> TASK TO COMPLETE
Copy every record word for word. The images stay behind.

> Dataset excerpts
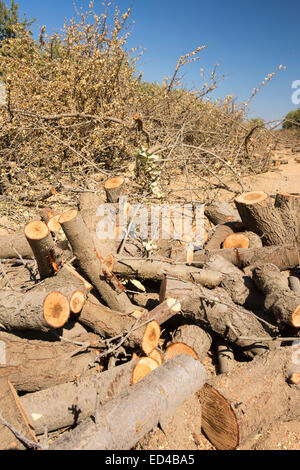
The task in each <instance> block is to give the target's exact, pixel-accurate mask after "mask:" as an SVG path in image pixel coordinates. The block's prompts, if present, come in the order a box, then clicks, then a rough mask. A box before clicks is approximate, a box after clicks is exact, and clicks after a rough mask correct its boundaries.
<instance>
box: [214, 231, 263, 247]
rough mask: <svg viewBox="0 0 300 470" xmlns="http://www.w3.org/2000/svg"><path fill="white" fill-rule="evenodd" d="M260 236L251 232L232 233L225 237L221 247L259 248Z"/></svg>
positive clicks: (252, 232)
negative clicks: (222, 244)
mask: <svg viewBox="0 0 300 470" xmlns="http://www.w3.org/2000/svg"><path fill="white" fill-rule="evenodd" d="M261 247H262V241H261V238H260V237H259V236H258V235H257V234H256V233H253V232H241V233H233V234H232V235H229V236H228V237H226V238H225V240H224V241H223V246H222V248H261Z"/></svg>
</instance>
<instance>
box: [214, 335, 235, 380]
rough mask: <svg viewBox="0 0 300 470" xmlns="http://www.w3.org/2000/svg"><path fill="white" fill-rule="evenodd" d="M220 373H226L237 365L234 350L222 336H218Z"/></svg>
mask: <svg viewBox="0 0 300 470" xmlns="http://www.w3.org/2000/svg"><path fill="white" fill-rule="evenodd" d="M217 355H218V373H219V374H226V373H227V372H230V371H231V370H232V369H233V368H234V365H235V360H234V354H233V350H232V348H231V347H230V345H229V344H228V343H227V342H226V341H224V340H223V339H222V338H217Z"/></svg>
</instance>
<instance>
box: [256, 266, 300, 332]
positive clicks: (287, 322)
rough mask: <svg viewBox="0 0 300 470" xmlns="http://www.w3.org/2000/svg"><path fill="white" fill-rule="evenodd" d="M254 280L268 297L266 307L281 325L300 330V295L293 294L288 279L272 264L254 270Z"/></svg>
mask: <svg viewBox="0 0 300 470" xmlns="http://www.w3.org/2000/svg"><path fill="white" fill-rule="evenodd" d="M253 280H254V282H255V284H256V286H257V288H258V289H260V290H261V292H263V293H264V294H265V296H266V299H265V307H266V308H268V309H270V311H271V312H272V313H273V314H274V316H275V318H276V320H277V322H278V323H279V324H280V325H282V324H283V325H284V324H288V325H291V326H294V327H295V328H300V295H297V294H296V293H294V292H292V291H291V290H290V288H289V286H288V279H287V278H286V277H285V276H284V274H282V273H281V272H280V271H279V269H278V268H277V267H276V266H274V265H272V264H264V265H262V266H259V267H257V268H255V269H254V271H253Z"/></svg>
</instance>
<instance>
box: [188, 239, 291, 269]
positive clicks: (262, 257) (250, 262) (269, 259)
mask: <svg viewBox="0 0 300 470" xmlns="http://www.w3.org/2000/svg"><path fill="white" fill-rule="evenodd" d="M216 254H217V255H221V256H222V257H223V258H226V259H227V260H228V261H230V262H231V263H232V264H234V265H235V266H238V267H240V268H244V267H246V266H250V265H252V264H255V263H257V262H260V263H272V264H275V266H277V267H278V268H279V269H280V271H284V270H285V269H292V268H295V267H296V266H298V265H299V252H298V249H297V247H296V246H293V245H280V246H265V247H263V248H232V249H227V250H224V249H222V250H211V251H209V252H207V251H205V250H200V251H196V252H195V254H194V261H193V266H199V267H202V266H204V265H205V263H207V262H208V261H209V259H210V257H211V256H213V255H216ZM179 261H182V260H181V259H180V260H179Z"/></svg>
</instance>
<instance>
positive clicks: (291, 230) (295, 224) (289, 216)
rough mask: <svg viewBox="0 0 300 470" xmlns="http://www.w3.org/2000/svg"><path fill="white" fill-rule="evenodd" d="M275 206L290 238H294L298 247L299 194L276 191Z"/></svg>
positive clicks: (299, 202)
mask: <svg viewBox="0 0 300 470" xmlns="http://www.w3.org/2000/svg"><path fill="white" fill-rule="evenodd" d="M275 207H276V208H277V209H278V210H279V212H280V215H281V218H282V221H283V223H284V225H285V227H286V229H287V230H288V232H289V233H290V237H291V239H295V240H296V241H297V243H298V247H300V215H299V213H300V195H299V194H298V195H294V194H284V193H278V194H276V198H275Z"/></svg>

> RESPONSE
The task in each <instance> block is to give the target's exact, pixel-accurate mask after "mask:" as an SVG path in image pixel coordinates. The block's prompts, if present, come in the order a box, then clicks, then a rough mask. A box before clicks is approximate, a box after clicks is exact, and clicks after a rough mask correct its boundaries.
<instance>
box: [214, 231, 263, 247]
rough mask: <svg viewBox="0 0 300 470" xmlns="http://www.w3.org/2000/svg"><path fill="white" fill-rule="evenodd" d="M260 236L251 232L232 233L225 237L221 247L259 248Z"/></svg>
positive clicks: (252, 232)
negative clicks: (222, 244)
mask: <svg viewBox="0 0 300 470" xmlns="http://www.w3.org/2000/svg"><path fill="white" fill-rule="evenodd" d="M261 247H262V241H261V238H260V237H259V236H258V235H257V234H256V233H253V232H241V233H233V234H232V235H229V236H228V237H226V238H225V240H224V241H223V246H222V248H261Z"/></svg>
</instance>
<instance>
box: [214, 335, 235, 380]
rough mask: <svg viewBox="0 0 300 470" xmlns="http://www.w3.org/2000/svg"><path fill="white" fill-rule="evenodd" d="M220 373H226L237 365L234 350L222 336H218Z"/></svg>
mask: <svg viewBox="0 0 300 470" xmlns="http://www.w3.org/2000/svg"><path fill="white" fill-rule="evenodd" d="M217 355H218V373H219V374H226V373H227V372H230V371H231V370H232V369H233V368H234V365H235V360H234V354H233V350H232V348H231V347H230V345H229V344H228V343H227V342H226V341H224V340H223V339H222V338H217Z"/></svg>
</instance>
<instance>
box: [256, 266, 300, 332]
positive clicks: (287, 322)
rough mask: <svg viewBox="0 0 300 470" xmlns="http://www.w3.org/2000/svg"><path fill="white" fill-rule="evenodd" d="M254 280L268 297L266 307L281 325L300 330V295L293 294L288 279L272 264L254 270Z"/></svg>
mask: <svg viewBox="0 0 300 470" xmlns="http://www.w3.org/2000/svg"><path fill="white" fill-rule="evenodd" d="M253 280H254V282H255V284H256V286H257V288H258V289H260V290H261V292H263V293H264V294H265V296H266V299H265V307H266V308H268V309H270V311H271V312H272V313H273V314H274V316H275V318H276V320H277V322H278V323H279V324H280V325H282V324H283V325H284V324H288V325H291V326H294V327H295V328H300V295H297V294H296V293H294V292H292V291H291V290H290V288H289V286H288V279H287V278H286V277H285V276H284V274H282V273H281V272H280V271H279V269H278V268H277V267H276V266H274V265H272V264H264V265H262V266H259V267H257V268H255V269H254V271H253Z"/></svg>
</instance>
<instance>
box: [188, 239, 291, 269]
positive clicks: (262, 257) (250, 262) (269, 259)
mask: <svg viewBox="0 0 300 470" xmlns="http://www.w3.org/2000/svg"><path fill="white" fill-rule="evenodd" d="M216 254H217V255H221V256H222V257H223V258H226V259H227V260H228V261H230V262H231V263H232V264H234V265H235V266H238V267H240V268H244V267H246V266H250V265H252V264H255V263H257V262H260V263H272V264H275V266H277V267H278V268H279V269H280V271H284V270H285V269H292V268H295V267H296V266H298V265H299V252H298V249H297V247H296V246H293V245H280V246H265V247H263V248H232V249H227V250H224V249H222V250H211V251H209V252H207V251H205V250H200V251H196V252H195V254H194V261H193V266H199V267H202V266H204V265H205V263H207V262H208V261H209V259H210V257H211V256H213V255H216ZM179 261H182V260H181V259H180V260H179Z"/></svg>
</instance>
<instance>
positive clicks: (291, 230) (295, 224) (289, 216)
rough mask: <svg viewBox="0 0 300 470" xmlns="http://www.w3.org/2000/svg"><path fill="white" fill-rule="evenodd" d="M275 206L290 238H294L298 247L299 194L276 191Z"/></svg>
positive clicks: (299, 202)
mask: <svg viewBox="0 0 300 470" xmlns="http://www.w3.org/2000/svg"><path fill="white" fill-rule="evenodd" d="M275 207H276V208H277V209H278V210H279V212H280V215H281V218H282V221H283V223H284V225H285V227H286V229H287V230H288V232H289V233H290V237H291V239H295V240H296V241H297V243H298V247H300V215H299V213H300V195H299V194H298V195H294V194H284V193H278V194H276V198H275Z"/></svg>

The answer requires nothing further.